> [DOCUMENT SEGMENT]:
◆ ◆ ◆ ◆ ◆ ◆ ◆

And, despite harsh rhetoric by leaders that followed, from Barak Obama to Germany’s Angela Merkel and a succession of French Presidents, each will be shown to have failed to face reality by steadfastly refusing to believe Putin’s own warnings, repeated many times and many places, in many places. Putin never hid his ambitions to both humiliate the West for having caused the collapse of the Soviet Union and rebuild a new Russian empire by absorbing former Soviet Republics and Warsaw Pact countries back into his sphere of influence.  Now Western politicians will be left trying to hide from their long records of subsidising Putin’s aggressions, murders, poisonings, jailing of democracy advocates and sabotaging European security and stability.

Now, however, is not the time for recriminations on the consistent failure of the West to treat Putin as the brutal, murderous dictator he has yet again proven himself to be.  Nor is it the moment to wonder aloud or remind the world that the West steadfastly refused to treat Russia as the State sponsor of terror that is has been and continues to be today.  Alas, even wondering why the West took half-measures over the past few months that Russia would once again take as half-hearted support for Ukraine and the kind of weakness that invites the use of force, is time better spent at present.

Now is the time for unity, solidarity and determination.  The West now has a choice – because a positive agent for change or shirk-off the mantle of the past made from cloth adverse to sacrifice and clothe itself in armour prepared for defense and yes, offense when necessary.  The existential question of Ukraine is now squarely before us.  The question now remains, “What will happen to Georgia, Poland, the Baltics and the rest of Europe“?  If anyone believes Putin will be satiated by devouring Ukraine they are sorely mistaken.

The hour demands that the world finally dispense with the notion that sanctions will liberate Ukraine.  Despite sanctions regimes, some of which have endured for more than half-a-century, they have utterly failed to effect any real change in Cuba,  Cyprus,  Iran, Russia or North Korea.  The world is more dangerous today specifically because we have lulled ourselves into believing that criminal authoritarians and the regimes they lead can be dealt with as equals, even when they have repeatedly shown themselves to be unreliable and have nothing but contempt for a rules-based world order.  Even proponents of sanctions must surely admit the collective unwillingness to absorb the pain of truly crushing crushing sanctions that could produce real change has made them meaningless instruments of change and simply reduced them to punitive measures that mistakenly allow the West to feel they have met their moral obligations.

◆ ◆ ◆ ◆ ◆ ◆ ◆

> [DATASET CONTENT]:
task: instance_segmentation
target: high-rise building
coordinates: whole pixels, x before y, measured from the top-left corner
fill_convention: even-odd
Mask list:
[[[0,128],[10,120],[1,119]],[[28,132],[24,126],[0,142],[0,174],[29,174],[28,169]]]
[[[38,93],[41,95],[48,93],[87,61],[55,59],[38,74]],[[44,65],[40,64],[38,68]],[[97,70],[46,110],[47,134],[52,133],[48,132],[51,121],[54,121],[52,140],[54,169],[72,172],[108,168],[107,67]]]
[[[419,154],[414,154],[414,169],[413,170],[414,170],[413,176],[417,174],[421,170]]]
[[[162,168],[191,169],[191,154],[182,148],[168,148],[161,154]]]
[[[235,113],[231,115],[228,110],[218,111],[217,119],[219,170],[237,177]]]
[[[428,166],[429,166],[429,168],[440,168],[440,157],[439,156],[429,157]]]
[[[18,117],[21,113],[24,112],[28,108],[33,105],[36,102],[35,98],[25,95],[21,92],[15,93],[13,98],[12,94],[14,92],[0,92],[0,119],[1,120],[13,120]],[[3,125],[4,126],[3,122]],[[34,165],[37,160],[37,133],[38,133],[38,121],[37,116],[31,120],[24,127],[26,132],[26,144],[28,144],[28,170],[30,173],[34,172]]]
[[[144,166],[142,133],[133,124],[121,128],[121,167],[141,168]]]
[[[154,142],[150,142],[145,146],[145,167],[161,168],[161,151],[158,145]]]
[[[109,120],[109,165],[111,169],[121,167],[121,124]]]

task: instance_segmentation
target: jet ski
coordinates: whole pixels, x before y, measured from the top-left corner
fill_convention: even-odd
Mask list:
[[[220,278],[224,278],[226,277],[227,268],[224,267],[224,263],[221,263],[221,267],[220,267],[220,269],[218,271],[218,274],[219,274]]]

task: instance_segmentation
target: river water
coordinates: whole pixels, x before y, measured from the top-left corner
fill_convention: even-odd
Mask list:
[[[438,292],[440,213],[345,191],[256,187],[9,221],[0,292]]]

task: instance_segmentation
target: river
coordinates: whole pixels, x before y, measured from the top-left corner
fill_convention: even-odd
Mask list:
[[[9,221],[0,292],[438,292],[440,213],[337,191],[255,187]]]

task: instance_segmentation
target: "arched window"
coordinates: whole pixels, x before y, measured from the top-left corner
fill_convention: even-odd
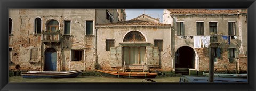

◆ ◆ ◆ ◆ ◆ ◆ ◆

Please decide whether each statement agrees with the commentary on Putin and the West, and answer yes or no with the deciding words of the commentary quoted exactly. 1. Putin concealed his ambition to rebuild a Russian empire. 2. The commentary states that sanctions have failed to bring real change in North Korea. 3. The commentary says the present is the time for recriminations.

1. No: "Putin never hid his ambitions"
2. Yes: "they have utterly failed to effect any real change" … "Iran, Russia or North Korea"
3. No: "Now, however, is not the time for recriminations"